WORK REQUIRED. How many lines in the rows below contain the string "rose", with case taken into account? Reply with only the number.

····················

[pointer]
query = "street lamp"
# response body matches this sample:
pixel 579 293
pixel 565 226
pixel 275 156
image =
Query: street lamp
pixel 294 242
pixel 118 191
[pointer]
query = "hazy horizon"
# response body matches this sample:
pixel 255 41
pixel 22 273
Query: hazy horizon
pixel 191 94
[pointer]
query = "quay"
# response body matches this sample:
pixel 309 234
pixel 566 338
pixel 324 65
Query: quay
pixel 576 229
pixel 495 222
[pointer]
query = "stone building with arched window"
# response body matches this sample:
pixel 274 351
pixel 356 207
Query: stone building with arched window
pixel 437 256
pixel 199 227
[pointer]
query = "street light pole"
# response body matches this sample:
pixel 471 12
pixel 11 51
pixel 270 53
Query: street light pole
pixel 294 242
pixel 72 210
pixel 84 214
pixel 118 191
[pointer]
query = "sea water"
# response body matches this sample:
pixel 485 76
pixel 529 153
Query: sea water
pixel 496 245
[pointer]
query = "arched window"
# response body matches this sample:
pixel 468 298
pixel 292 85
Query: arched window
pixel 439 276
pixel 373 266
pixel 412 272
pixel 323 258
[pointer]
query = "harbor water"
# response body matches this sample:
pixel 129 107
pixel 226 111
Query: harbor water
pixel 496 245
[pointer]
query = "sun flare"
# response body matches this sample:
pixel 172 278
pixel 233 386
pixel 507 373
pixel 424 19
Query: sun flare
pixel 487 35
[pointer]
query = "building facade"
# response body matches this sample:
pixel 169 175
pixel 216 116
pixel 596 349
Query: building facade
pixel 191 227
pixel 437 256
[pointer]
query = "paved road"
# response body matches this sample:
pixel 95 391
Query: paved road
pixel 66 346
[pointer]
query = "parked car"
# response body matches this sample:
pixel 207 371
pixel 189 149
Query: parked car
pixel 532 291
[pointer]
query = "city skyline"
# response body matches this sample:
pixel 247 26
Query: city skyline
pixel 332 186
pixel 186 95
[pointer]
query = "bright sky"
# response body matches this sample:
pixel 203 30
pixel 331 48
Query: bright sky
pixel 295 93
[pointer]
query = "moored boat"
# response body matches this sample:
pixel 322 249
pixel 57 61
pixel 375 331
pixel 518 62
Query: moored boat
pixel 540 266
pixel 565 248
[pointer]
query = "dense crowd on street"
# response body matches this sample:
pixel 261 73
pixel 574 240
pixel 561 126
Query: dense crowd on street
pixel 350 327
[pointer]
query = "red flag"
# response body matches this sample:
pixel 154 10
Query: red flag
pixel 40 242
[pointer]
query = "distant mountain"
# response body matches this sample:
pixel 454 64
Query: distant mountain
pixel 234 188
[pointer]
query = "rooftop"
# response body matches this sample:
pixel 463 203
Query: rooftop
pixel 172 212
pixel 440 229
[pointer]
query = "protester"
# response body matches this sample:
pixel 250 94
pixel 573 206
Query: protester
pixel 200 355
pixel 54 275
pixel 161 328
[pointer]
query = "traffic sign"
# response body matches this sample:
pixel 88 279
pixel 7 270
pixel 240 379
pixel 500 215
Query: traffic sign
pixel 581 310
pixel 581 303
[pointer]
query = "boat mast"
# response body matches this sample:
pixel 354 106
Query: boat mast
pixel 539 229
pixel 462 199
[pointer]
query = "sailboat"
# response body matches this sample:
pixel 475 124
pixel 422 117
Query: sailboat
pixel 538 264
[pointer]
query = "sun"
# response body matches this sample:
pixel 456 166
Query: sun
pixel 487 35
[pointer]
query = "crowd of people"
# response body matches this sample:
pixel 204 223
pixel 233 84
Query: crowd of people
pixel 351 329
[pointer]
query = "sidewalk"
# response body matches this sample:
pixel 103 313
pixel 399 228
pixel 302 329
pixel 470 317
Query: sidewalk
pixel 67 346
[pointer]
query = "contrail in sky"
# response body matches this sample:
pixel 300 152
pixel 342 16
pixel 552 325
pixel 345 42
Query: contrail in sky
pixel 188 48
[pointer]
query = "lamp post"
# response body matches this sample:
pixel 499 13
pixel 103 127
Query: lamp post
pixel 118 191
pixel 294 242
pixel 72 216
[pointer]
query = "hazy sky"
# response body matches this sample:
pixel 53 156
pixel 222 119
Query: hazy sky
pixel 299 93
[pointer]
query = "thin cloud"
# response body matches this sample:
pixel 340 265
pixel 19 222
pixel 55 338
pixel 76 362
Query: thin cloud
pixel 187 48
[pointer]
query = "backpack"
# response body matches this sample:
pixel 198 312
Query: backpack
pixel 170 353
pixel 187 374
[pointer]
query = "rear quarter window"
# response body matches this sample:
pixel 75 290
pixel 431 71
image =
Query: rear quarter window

····················

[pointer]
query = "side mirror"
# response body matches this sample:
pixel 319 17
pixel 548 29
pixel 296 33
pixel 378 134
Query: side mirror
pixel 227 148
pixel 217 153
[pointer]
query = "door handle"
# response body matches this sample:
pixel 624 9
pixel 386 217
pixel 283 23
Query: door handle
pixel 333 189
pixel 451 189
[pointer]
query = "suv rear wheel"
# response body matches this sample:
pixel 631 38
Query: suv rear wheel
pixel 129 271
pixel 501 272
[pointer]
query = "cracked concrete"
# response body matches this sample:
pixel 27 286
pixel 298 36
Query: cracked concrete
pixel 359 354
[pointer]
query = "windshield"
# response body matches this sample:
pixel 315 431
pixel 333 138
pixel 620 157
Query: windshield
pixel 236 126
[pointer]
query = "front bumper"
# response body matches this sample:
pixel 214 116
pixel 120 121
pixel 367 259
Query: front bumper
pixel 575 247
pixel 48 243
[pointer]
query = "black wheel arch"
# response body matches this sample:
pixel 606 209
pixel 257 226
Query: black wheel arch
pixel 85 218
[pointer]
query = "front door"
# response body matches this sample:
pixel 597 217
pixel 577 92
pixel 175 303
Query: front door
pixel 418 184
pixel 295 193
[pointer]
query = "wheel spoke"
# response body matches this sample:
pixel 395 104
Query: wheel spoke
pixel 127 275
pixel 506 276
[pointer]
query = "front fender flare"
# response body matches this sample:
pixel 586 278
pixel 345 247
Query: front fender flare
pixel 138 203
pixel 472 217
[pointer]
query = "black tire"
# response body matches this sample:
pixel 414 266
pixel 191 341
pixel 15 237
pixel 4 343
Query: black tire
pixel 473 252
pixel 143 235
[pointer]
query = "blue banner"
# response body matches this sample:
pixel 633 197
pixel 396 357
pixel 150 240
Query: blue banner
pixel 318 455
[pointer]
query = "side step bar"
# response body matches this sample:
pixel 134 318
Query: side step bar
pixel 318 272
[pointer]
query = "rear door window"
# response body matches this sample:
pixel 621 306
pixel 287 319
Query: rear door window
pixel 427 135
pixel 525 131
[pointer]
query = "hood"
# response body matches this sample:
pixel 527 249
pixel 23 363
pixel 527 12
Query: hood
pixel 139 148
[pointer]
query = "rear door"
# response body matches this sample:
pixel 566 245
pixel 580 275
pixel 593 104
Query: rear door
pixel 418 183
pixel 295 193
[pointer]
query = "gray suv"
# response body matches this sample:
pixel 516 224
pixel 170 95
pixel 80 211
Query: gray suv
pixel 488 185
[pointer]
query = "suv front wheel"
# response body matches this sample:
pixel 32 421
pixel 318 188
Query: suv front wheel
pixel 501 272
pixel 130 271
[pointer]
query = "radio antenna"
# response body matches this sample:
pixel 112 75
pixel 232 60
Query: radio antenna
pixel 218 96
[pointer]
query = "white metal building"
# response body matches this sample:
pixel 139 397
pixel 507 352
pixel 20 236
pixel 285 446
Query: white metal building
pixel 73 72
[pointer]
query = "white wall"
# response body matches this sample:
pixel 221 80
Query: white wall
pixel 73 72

····················

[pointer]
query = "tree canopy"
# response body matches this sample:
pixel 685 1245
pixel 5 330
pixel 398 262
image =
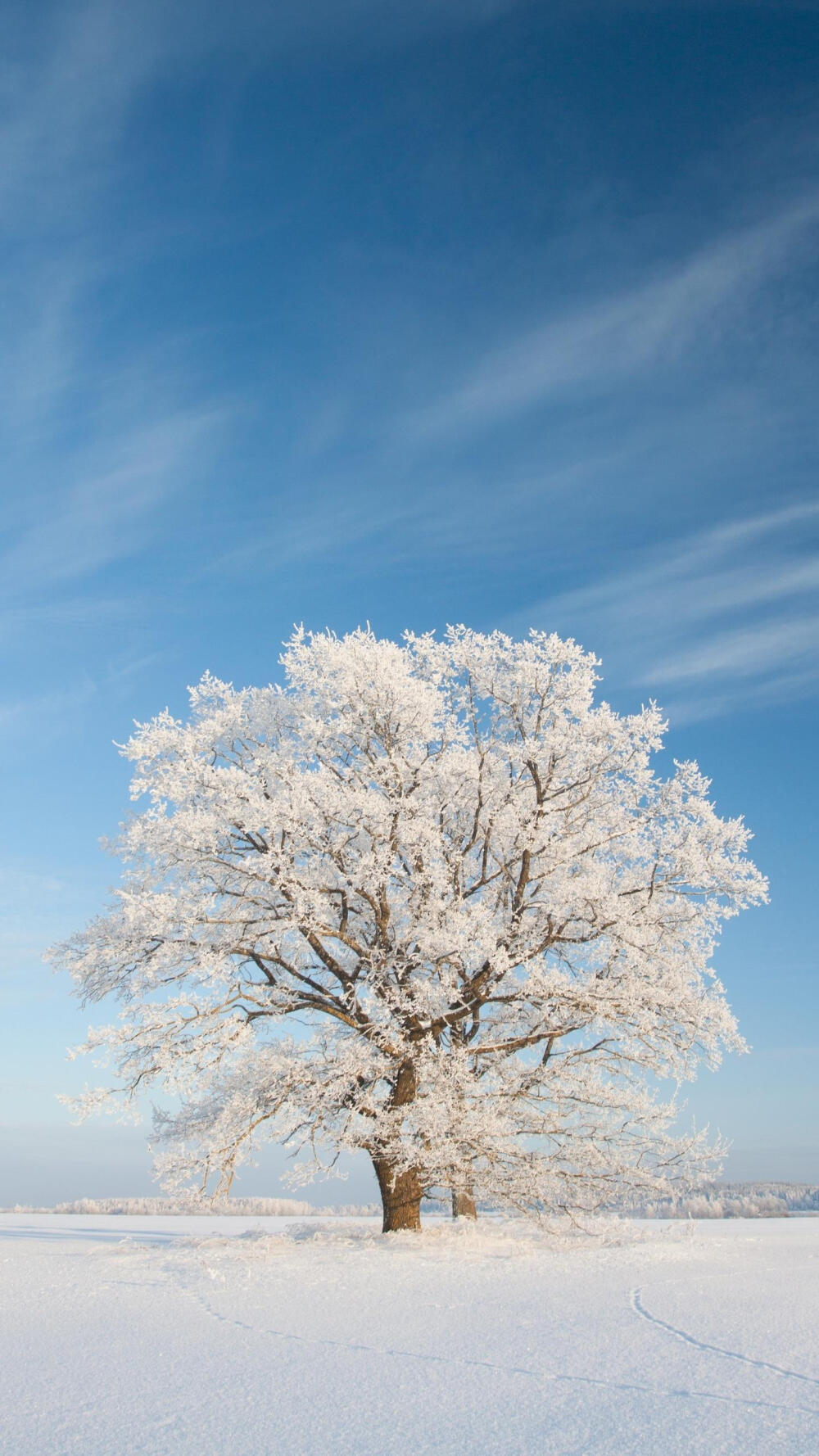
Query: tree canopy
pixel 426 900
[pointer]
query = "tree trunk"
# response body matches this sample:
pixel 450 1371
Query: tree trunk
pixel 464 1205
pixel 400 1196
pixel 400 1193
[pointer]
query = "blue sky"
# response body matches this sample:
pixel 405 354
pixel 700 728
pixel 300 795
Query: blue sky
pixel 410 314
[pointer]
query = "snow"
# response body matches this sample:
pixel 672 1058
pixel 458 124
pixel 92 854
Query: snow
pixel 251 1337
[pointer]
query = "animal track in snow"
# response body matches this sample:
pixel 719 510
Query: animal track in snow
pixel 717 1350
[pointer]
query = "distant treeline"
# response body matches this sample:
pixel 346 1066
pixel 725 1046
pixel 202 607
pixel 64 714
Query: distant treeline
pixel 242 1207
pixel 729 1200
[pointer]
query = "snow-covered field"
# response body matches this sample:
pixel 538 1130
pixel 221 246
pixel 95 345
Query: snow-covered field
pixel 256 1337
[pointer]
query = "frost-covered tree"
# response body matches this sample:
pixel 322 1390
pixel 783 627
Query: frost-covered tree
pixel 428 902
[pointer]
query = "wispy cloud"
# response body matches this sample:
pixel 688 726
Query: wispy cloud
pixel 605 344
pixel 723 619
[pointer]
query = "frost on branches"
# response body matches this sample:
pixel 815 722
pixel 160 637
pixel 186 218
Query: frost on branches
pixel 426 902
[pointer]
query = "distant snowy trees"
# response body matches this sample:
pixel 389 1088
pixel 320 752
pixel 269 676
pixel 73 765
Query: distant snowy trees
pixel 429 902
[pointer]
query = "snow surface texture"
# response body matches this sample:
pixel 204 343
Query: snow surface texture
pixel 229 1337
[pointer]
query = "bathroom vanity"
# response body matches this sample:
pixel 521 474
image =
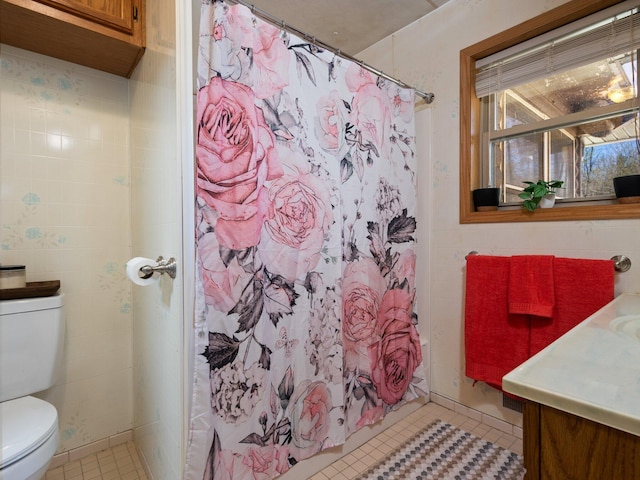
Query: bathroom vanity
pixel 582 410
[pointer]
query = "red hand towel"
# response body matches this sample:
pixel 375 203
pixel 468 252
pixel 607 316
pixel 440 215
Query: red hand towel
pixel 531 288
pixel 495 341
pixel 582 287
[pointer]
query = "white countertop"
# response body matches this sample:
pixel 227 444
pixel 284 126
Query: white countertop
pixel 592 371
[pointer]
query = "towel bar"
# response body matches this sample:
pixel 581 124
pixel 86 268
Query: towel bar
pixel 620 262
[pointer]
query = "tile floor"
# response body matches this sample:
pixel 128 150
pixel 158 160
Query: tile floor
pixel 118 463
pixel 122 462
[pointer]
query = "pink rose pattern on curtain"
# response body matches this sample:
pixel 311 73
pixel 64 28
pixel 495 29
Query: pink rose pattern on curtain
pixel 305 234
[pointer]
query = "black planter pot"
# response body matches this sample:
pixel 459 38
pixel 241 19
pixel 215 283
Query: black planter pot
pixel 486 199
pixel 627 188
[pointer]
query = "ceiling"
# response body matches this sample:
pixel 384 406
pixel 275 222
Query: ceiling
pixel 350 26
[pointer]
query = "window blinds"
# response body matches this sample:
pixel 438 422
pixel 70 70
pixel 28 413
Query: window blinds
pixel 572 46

····················

CORRECT RESPONSE. 2